Rewrite everything from the line containing "label the reflection" down to the line containing "label the purple" in the data below, substituting "athlete's" for "woman's" and leaving the rest unchanged.
[BEGIN Records to use]
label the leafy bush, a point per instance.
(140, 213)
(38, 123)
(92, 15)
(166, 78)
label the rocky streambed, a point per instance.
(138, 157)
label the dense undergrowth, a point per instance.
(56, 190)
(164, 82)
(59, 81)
[END Records to use]
[BEGIN Records to use]
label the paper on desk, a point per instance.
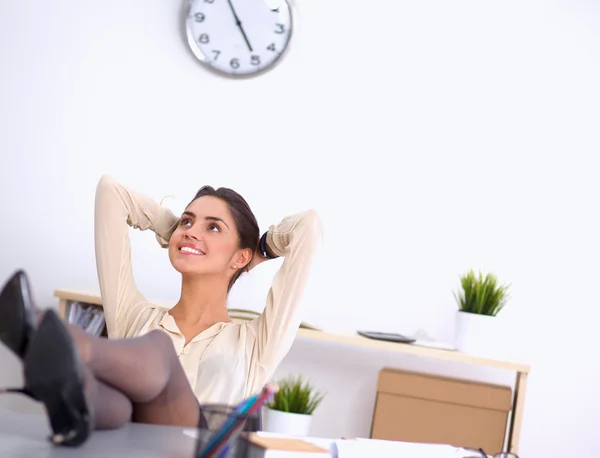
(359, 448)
[END Records to use]
[BEGIN Records to use]
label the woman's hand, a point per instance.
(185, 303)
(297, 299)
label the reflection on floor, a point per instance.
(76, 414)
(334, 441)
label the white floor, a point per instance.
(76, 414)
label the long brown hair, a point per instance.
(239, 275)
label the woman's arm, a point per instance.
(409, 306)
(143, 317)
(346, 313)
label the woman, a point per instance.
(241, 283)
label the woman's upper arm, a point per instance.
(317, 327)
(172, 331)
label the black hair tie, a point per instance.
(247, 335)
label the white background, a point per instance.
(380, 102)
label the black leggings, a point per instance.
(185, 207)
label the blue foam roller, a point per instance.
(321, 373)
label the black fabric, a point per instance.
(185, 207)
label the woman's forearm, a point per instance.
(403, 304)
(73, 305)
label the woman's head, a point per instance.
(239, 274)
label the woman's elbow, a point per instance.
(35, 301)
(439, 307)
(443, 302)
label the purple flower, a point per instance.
[END Records to use]
■ **Written reply**:
label the reflection on floor, a point per instance.
(76, 414)
(334, 441)
label the white floor, a point per instance.
(76, 414)
label the long brown hair, a point per instance.
(239, 275)
label the athlete's arm, a point per instance.
(409, 306)
(143, 317)
(346, 313)
label the woman, a point per instance.
(241, 283)
label the athlete's upper arm, a point per instance.
(317, 327)
(172, 331)
label the black hair tie, a point per instance.
(247, 335)
label the white background, a point per instance.
(380, 102)
label the black leggings, a point per instance.
(185, 207)
label the blue foam roller, a point per instance.
(321, 373)
label the black fabric, a point per instance.
(185, 207)
label the athlete's forearm, a point per instance.
(403, 304)
(73, 305)
label the athlete's head, a point per instance.
(239, 274)
label the athlete's elbow, a point per instance.
(35, 301)
(439, 307)
(443, 302)
label the purple flower, a point per instance.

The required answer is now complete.